Requirement 1
Filter the records below down to every line that contains the string "garage", with case taken into account.

━━━━━━━━━━━━━━━━━━━━

Indian BPOs fading voice

The Philippines' ascent in call centres could serve as a pointer to wider troubles for India.

India's unrestrained growth in business process outsourcing (BPO) services appears to have taken an unexpected stumble. A decade after dominating the market and racking up $12.4 billion in revenues, directly employing three million people and cornering nearly half the share of the offshored global market three years ago, a large chunk of the Indian BPO industry focused on voice tasks appears to be having second thoughts.

Prompted by rising wage costs, attrition and an inc r e a s i n g ly painful shortage of Englishproficient talent, several BPO firms are heading to the relative safety of the Philippines. Up to a dozen operators are rapidly setting up and expanding call centres in this South-east Asian nation of a 100 million people, and many more are expected to follow as clients are increasingly insisting on delivery of services from Manila.

The Philippines churns out 350,000 graduates annually, most of them proficient in English, thanks to English medium education in its schools. Also, Filipinos speak with a more familiar accent and are culturally closer to key markets in North America (especially the United States). BPO firms in the Philippines enjoy extended tax holidays and spend far less than in India particularly on office rents and transport for workers. As a result, in barely five years the BPO industry in the Philippines has grown to nearly $7 billion in size and employs some 450,000 people, a majority of them in the voice sector.

Tilting the scales

ADVANTAGE PHILIPPINES

  • Large English-speaking population, culturally closer to the US
  • Well-oiled public transport
  • Extended tax sops to BPOs

(DIS)ADVANTAGE INDIA

  • Too few English-proficient graduates being churned out
  • Growing attrition a turn-off for several companies
  • High infrastructure costs, overheads
Some analysts dismiss any overt threat to the Indian BPO sector from the Philippines. "India continues to enjoy the largest share of the BPO market (over 50 per cent globally) and has graduated beyond voice to higher-value services," says Arup Roy of tech researcher Gartner. Even so, about 43 per cent of India's BPO revenues today come from voicebased services and, of that, almost all from English-speaking customer services contracts. Over time, the industry has matured, evolving from just voice calls to supporting other forms of services (web, e-mail and instant message) to entering the non-voice, data-based services market. More recently, many companies have moved to the next level, with their customers trusting them to analyse sales and customer data.

But in the background industry executives have struggled with tougher operating challenges. Of the three million graduates churned out by Indian colleges every year, only a small fraction is employable. As a result, BPO companies spend at least four weeks training each of their agents or associates to take or make calls "live" on the floor. Once the agents gain some experience, retaining them can be a tough task, with attrition rates topping 50 per cent in some voice BPO firms.

Worried by these rapidly worsening numbers, companies that outsource work and the service providers themselves have rapidly looked for alternatives, especially to the proverbial low-hanging fruit, the voice BPO market. Indian BPO veterans such as Raman Roy, who founded the BPO firm Quatrro after selling off Spectramind, among India's earliest crop of call centres, to Wipro, argue that the industry here is handing its business on a platter to Manila and allowing it to scale. "The largest company in the Philippines is perhaps as big as one facility of an Indian BPO. By letting large-scale voice work migrate to Manila, we're allowing the Philippines to add heft to their industry," he says.

━━━━━━━━━━━━━━━━━━━━

Requirement 2
Duplicate the section of the article about India's BPO industry starting at "India's unrestrained growth" and ending at "having second thoughts.".

━━━━━━━━━━━━━━━━━━━━

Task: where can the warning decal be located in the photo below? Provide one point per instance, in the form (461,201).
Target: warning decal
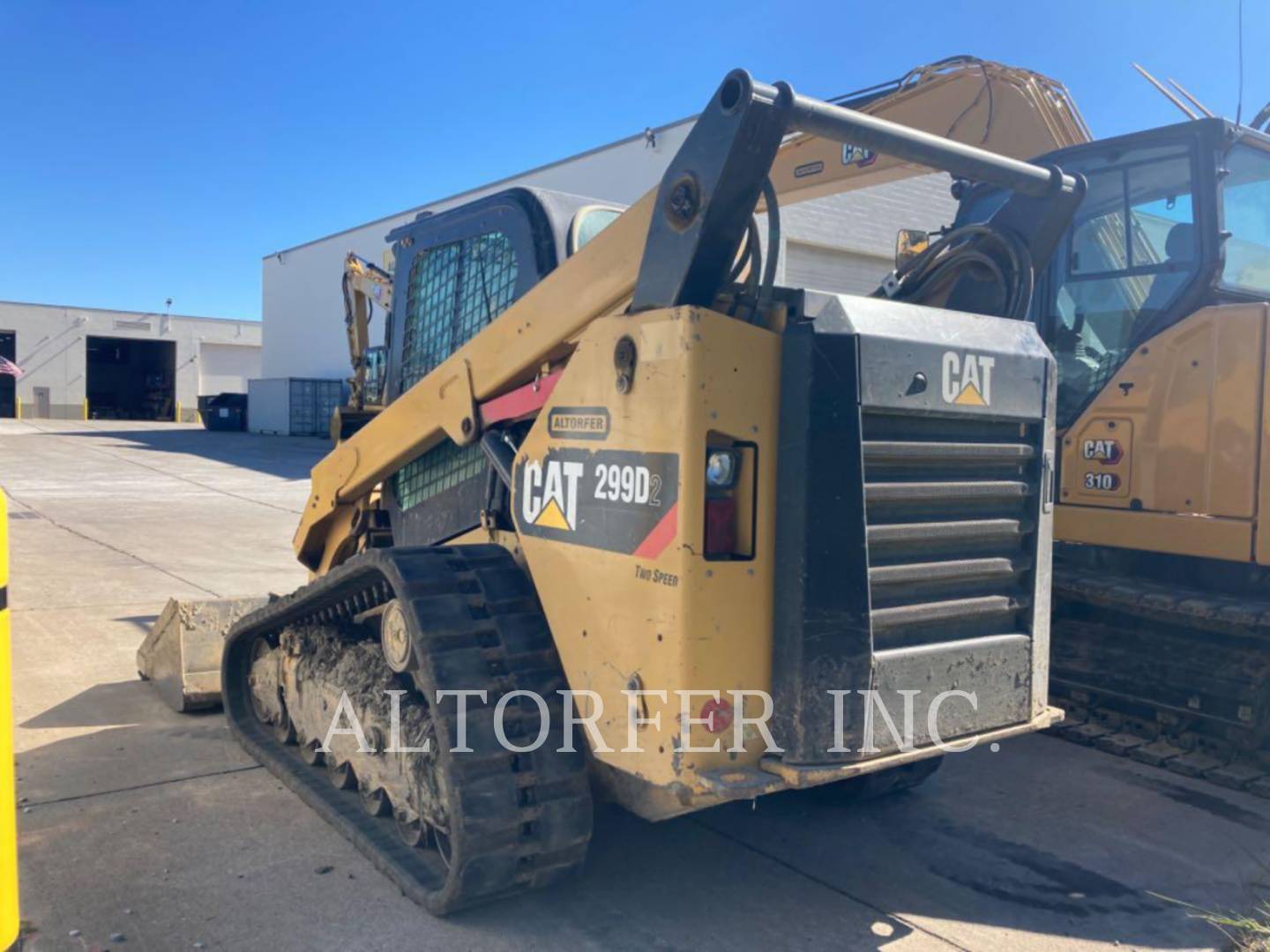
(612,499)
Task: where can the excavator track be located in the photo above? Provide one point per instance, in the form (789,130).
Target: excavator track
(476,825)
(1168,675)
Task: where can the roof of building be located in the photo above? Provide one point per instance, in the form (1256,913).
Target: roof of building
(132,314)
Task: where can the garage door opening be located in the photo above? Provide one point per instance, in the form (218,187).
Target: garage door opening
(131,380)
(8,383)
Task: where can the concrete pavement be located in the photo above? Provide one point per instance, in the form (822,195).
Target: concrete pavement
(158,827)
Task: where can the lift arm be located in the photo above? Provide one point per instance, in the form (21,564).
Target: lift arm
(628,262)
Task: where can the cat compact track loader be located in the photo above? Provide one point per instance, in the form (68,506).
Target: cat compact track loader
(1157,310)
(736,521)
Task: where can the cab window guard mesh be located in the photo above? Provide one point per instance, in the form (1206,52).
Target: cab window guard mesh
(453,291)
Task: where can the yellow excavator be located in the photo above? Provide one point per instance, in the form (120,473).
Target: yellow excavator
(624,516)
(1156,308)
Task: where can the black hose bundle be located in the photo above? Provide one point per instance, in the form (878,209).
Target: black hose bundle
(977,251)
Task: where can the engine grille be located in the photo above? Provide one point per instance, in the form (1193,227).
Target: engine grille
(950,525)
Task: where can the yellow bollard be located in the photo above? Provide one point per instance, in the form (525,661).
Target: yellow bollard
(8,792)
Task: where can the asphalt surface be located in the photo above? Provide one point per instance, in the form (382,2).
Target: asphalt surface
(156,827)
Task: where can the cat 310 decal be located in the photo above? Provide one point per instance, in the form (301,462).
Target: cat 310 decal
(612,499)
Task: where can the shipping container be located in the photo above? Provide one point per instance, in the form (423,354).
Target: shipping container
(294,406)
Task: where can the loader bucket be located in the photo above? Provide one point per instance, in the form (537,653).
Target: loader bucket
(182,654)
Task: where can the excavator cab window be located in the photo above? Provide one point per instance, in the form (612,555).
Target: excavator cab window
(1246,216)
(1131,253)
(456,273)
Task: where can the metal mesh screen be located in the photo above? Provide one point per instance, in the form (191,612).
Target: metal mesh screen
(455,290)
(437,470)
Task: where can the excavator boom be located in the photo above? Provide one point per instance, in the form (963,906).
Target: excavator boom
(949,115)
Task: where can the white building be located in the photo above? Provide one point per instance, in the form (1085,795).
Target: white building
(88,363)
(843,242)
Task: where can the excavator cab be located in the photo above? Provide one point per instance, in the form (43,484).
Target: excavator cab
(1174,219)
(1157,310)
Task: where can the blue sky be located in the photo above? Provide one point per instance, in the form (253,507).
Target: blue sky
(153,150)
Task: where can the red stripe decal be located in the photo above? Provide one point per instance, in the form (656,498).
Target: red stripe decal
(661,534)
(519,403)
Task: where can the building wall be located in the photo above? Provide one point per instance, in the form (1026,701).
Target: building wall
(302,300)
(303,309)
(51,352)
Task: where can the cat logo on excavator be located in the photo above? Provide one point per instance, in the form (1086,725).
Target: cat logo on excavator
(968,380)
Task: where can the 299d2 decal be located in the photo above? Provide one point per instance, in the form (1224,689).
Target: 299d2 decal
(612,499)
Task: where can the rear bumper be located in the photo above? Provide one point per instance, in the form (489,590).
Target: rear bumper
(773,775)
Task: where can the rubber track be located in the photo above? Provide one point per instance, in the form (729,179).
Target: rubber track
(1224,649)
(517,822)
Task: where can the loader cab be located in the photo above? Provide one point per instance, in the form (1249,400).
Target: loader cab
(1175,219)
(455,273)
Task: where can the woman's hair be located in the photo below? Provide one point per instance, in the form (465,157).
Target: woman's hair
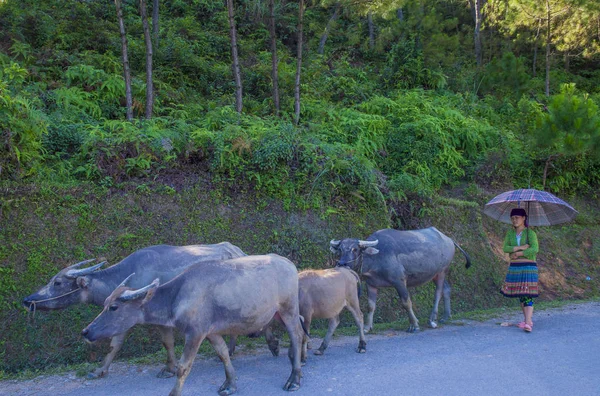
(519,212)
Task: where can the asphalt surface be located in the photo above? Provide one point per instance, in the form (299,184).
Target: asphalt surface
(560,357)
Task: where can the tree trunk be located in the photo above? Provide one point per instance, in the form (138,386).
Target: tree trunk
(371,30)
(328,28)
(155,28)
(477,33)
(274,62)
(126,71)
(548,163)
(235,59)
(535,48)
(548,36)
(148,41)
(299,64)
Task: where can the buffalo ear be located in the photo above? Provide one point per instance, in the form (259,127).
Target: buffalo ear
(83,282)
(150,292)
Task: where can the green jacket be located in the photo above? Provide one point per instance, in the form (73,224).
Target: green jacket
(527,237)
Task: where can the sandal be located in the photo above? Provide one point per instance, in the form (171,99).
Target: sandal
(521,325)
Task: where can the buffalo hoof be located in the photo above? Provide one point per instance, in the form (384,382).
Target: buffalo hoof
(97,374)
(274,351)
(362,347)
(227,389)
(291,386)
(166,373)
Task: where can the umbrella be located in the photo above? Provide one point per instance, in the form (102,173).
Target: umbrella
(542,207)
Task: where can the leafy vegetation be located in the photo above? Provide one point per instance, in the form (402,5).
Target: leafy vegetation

━━━━━━━━━━━━━━━━━━━━

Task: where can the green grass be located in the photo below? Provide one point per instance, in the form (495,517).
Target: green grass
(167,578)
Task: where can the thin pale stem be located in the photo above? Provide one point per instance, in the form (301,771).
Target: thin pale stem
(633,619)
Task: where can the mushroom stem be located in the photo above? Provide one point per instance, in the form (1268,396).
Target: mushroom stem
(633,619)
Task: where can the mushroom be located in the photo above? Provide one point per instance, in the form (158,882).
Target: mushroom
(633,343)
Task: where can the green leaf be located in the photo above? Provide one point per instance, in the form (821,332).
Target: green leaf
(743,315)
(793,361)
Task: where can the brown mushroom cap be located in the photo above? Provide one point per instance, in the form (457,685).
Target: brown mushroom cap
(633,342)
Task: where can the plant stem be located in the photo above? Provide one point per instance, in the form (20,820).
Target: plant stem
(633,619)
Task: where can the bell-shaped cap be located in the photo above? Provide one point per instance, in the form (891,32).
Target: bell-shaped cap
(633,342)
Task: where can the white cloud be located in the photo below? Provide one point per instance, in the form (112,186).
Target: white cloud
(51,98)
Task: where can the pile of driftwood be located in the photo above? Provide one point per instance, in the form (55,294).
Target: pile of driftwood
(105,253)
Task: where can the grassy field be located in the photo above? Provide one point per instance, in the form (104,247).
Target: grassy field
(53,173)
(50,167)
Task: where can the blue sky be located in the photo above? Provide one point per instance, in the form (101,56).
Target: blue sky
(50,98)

━━━━━━━━━━━━━━━━━━━━

Complete answer 1
Task: where can the garage door opening be located in the photo above? Provide one point per instance, in the form (218,187).
Target: garage door opening

Complete answer 2
India's unrestrained growth in business process outsourcing (BPO) services appears to have taken an unexpected stumble. A decade after dominating the market and racking up $12.4 billion in revenues, directly employing three million people and cornering nearly half the share of the offshored global market three years ago, a large chunk of the Indian BPO industry focused on voice tasks appears to be having second thoughts.